Instruction — Please pull out every line below that contains the word "Category", copying each one in full.

Material for this exercise —
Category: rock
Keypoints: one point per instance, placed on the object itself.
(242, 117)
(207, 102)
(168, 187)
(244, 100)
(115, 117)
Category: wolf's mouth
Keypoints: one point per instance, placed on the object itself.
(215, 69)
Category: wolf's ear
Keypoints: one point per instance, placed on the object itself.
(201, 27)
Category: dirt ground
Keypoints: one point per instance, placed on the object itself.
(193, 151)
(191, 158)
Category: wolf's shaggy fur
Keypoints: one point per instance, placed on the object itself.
--
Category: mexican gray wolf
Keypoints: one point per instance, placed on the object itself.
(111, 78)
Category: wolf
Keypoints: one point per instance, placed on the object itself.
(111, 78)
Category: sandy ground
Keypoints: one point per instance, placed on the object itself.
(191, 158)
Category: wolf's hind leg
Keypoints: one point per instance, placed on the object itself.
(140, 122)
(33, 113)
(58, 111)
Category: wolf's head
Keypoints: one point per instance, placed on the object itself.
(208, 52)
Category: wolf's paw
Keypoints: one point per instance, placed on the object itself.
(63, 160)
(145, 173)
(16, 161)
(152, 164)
...
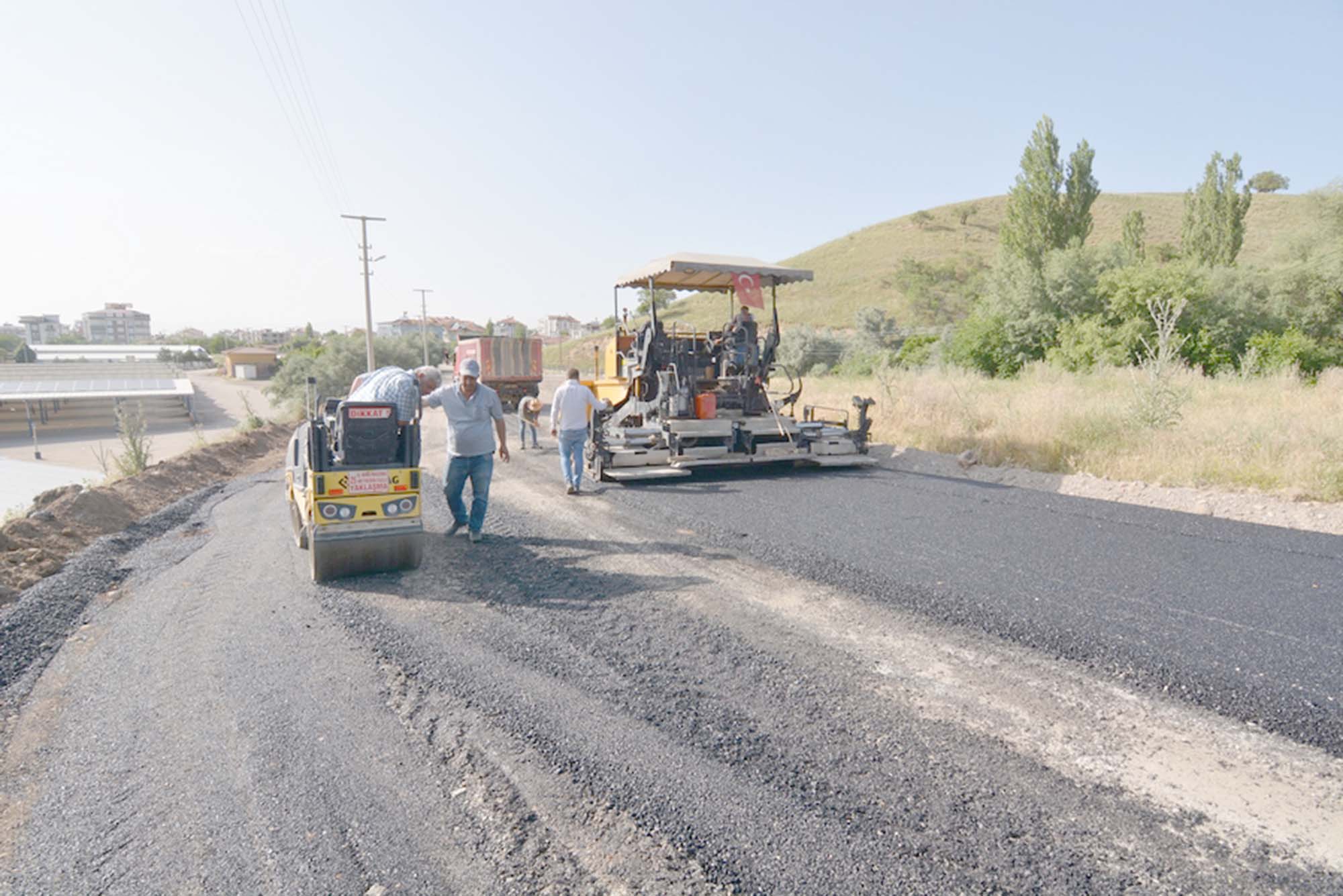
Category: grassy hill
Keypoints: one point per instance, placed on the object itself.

Expected answer —
Category: rock
Category: wolf's mouth
Category: wolf's ear
Category: dirt ground
Category: wolf's shaggy fur
Category: mexican gray wolf
Category: wolf
Category: sandy ground
Category: wolf's hind leg
Category: wolf's head
Category: wolf's paw
Category: grassy hill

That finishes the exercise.